-- Text passage --

####

Archive for the ‘Payment Requirements’ Category

Louisiana Public Contract Law: Material Supplier Notice Requirement

In Louisiana public contracts and jobs have been gaining momentum for my clients. Over the past few years there has been a spike in public work and as these jobs reach completion contractors, subcontractors, equipment lessors, laborers and materials suppliers are forced to become well versed in the layout of the public bid law.

Public Bid Law

Public bid law is a term of art used in the construction industry to describe any work, construction project or improvement to (immovable) property that is owed by the State of Louisiana or an arm of the state, such as parish or city government (“public entity’). Entering into a contract for a construction project with a public entity has strict regulation. This strict regulation is necessary due the past corruption when dealing with public funds. Public jobs are funded by tax-payer money, therefore the process needs to be tightly scrutinized.

For years many contractors, equipment lessors and materials suppliers would not work on government projects due to all of the extra work required to adhere to the regulation. Recently, these same contractors have been taking on the risk for the reward of more work. Most parties are realizing that public works are not that much different than private when everything runs smoothly. When funds dry up, then the landscape can become more rigid.

Public Work – Material Supplier Notice Requirement Statute

This post will focus on material suppliers and the requirement to send notice when working on a public job. In many instances in Louisiana and other states, material suppliers must send notice to the owner, general contractor and the party who hired them in order to preserve some type of lien or bond claim right if not timely paid.

When large supply companies, such as ABC Supply, Grainger, or 84 Lumber, work in Louisiana by supplying to Louisiana public works, they need to be aware of the requirements needed to preserve the right to get paid. The requirements are codified in Louisiana Revised Statutes §38:2241 et seq.

####

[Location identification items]
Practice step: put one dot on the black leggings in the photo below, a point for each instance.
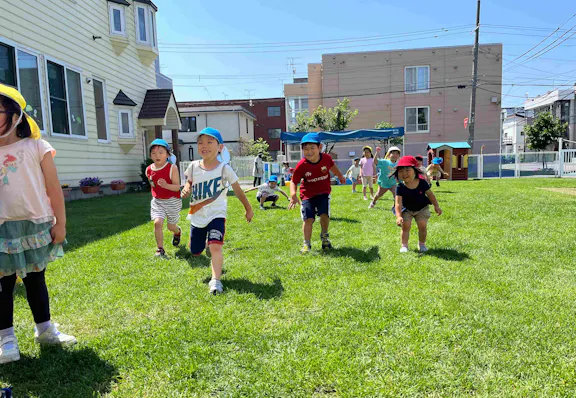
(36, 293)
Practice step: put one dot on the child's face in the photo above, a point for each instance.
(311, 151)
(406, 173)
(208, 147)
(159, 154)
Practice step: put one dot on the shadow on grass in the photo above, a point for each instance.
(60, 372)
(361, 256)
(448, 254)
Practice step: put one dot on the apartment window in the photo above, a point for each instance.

####

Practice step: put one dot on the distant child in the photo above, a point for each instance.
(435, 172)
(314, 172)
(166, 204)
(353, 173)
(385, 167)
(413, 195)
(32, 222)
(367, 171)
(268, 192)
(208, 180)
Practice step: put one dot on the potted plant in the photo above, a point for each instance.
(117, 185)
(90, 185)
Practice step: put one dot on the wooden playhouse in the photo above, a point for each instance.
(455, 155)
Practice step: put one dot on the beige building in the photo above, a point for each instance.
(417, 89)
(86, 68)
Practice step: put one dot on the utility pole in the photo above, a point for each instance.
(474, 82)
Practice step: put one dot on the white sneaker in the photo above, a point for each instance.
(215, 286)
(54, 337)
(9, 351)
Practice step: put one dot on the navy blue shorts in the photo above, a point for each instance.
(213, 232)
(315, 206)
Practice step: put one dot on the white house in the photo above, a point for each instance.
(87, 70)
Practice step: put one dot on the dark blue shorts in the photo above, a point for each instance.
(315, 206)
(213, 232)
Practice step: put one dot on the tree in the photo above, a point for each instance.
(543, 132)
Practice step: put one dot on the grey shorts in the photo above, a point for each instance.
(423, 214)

####

-- Challenge --
Print the entire Louisiana public contract law text from above, word for word.

-- Solution to the exercise --
Archive for the ‘Payment Requirements’ Category

Louisiana Public Contract Law: Material Supplier Notice Requirement

In Louisiana public contracts and jobs have been gaining momentum for my clients. Over the past few years there has been a spike in public work and as these jobs reach completion contractors, subcontractors, equipment lessors, laborers and materials suppliers are forced to become well versed in the layout of the public bid law.

Public Bid Law

Public bid law is a term of art used in the construction industry to describe any work, construction project or improvement to (immovable) property that is owed by the State of Louisiana or an arm of the state, such as parish or city government (“public entity’). Entering into a contract for a construction project with a public entity has strict regulation. This strict regulation is necessary due the past corruption when dealing with public funds. Public jobs are funded by tax-payer money, therefore the process needs to be tightly scrutinized.

For years many contractors, equipment lessors and materials suppliers would not work on government projects due to all of the extra work required to adhere to the regulation. Recently, these same contractors have been taking on the risk for the reward of more work. Most parties are realizing that public works are not that much different than private when everything runs smoothly. When funds dry up, then the landscape can become more rigid.

Public Work – Material Supplier Notice Requirement Statute

This post will focus on material suppliers and the requirement to send notice when working on a public job. In many instances in Louisiana and other states, material suppliers must send notice to the owner, general contractor and the party who hired them in order to preserve some type of lien or bond claim right if not timely paid.

When large supply companies, such as ABC Supply, Grainger, or 84 Lumber, work in Louisiana by supplying to Louisiana public works, they need to be aware of the requirements needed to preserve the right to get paid. The requirements are codified in Louisiana Revised Statutes §38:2241 et seq.